*Exercise prompt*:
Copying each record below exactly is the whole task.

(Collected data entries)
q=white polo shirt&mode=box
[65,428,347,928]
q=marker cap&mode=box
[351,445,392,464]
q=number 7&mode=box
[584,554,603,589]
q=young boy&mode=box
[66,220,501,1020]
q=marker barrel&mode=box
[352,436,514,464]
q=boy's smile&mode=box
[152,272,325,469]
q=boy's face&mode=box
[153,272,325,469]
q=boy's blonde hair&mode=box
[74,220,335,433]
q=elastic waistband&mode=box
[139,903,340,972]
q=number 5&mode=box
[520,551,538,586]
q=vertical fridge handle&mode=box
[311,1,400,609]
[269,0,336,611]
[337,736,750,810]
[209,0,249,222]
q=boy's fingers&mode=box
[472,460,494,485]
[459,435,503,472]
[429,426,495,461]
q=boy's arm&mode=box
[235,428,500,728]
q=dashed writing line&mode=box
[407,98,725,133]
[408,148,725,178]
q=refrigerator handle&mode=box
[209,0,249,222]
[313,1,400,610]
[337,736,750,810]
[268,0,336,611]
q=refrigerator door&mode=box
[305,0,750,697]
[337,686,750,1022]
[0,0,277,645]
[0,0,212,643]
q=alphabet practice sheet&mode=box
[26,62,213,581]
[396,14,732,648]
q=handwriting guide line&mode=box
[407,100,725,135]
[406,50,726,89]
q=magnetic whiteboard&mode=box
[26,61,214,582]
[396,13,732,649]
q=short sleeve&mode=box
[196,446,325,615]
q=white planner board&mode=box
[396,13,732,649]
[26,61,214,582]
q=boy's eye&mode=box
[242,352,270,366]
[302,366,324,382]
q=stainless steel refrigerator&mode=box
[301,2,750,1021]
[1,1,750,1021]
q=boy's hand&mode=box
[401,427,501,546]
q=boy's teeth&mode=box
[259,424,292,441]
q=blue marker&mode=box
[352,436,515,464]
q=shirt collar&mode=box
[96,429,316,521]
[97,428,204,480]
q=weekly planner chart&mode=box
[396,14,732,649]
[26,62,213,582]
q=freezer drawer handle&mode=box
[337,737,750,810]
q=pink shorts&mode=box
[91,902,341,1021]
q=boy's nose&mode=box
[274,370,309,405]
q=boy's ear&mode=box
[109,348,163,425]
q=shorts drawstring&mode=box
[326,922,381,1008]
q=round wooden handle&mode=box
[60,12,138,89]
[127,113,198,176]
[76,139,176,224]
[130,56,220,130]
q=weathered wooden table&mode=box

*Exercise solution*:
q=white polo shirt&mode=box
[65,428,347,928]
q=marker cap&mode=box
[351,445,392,464]
q=number 7&mode=box
[584,554,603,589]
q=young boy&mode=box
[66,220,501,1020]
q=marker barrel&mode=box
[352,436,514,464]
q=boy's smile&mode=box
[152,272,325,469]
q=boy's face&mode=box
[153,272,325,469]
q=boy's blonde hair&mode=box
[74,220,335,433]
q=elastic waistband&mode=box
[139,903,340,972]
q=number 5&mode=box
[520,551,538,586]
q=vertical fridge handle&mode=box
[311,1,400,609]
[269,0,336,611]
[337,736,750,810]
[209,0,249,222]
q=boy's fingers&mode=box
[472,460,494,485]
[459,435,503,472]
[429,426,495,461]
q=boy's arm&mode=box
[235,428,500,728]
q=dashed writing line&mode=box
[407,98,725,133]
[408,148,725,178]
q=refrigerator handle&mode=box
[209,0,249,222]
[313,1,400,610]
[337,736,750,810]
[268,0,336,611]
q=refrigerator door&mode=box
[305,0,750,697]
[337,686,750,1022]
[0,0,277,645]
[0,0,212,643]
q=alphabet practice sheet&mode=box
[26,62,213,581]
[396,14,732,648]
q=handwriting guide line&mode=box
[407,100,725,135]
[406,50,726,89]
q=magnetic whiteboard&mode=box
[26,61,214,582]
[396,13,732,649]
q=short sleeve&mode=box
[196,446,325,615]
q=white planner board&mode=box
[396,13,732,649]
[26,61,214,582]
q=boy's eye&mode=box
[242,352,270,366]
[302,366,324,382]
q=stainless steel refrigerator&mode=box
[301,2,750,1021]
[1,1,750,1021]
q=boy's hand&mode=box
[401,427,501,546]
q=boy's teeth&mode=box
[259,424,292,441]
q=blue marker&mode=box
[352,436,515,464]
q=shirt collar&mode=box
[96,429,316,521]
[97,428,204,480]
q=weekly planner chart&mode=box
[396,14,732,649]
[26,62,213,582]
q=freezer drawer handle&mode=box
[337,737,750,810]
q=pink shorts&mode=box
[91,902,341,1021]
q=boy's nose&mode=box
[274,370,309,405]
q=boy's ear&mode=box
[109,348,163,425]
q=shorts drawstring&mode=box
[326,922,381,1008]
q=round wooden handle&mode=box
[60,12,138,89]
[127,113,198,176]
[76,139,176,224]
[130,56,220,130]
q=weathered wooden table&mode=box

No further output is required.